● **READING PASSAGE**
(begin)
Re: Client test suite

[Date Prev][Date Next][Thread Prev][Thread Next][Date Index][Thread Index]

 



On Sat, 18 Feb 2017, Gregory Farnum wrote:
> On Sat, Feb 18, 2017 at 1:29 PM, Nathan Cutler <ncutler@xxxxxxx> wrote:
> > I'm preparing the beginnings of a sketch of a possible design for a Ceph
> > client integration test suite.
> >
> > The need for a way to test different versions/platforms/architectures of
> > clients against different versions/platforms/architectures of server is, I
> > think, obvious.
> >
> > Such a client test suite could be run by teuthology within a conventional
> > teuthology cluster like Sepia, but it would also need to be runnable outside
> > of a such an environment. (For example, think of how one would test an
> > aarch64 client against a Ceph cluster running on x86_64, or vice versa.)
> 
> I don't understand. Why do you think teuthology couldn't handle
> multiple architectures within a test lab? We already allow scheduling
> based on OS restrictions, and although they're not in the test running
> database I think we have some ARM machines in sepia.
(end)
● **MATERIAL PROVIDED**
(begin)
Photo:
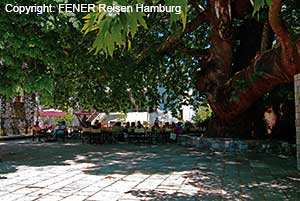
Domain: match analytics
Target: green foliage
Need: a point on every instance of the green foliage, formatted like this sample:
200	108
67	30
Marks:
260	4
117	30
203	114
(end)
● **TASKS TO COMPLETE**
A - In the mailing list message, what conventional teuthology cluster is named as an example?
B - Arrange the listing as a Markdown table with the columns Row and Line, numbering each line and leaving out blank lines and the pictures.

● **FINAL RESULTS**
A - Sepia

B -
| Row | Line |
|---|---|
| 1 | Photo: |
| 2 | Domain: match analytics |
| 3 | Target: green foliage |
| 4 | Need: a point on every instance of the green foliage, formatted like this sample: |
| 5 | 200	108 |
| 6 | 67	30 |
| 7 | Marks: |
| 8 | 260	4 |
| 9 | 117	30 |
| 10 | 203	114 |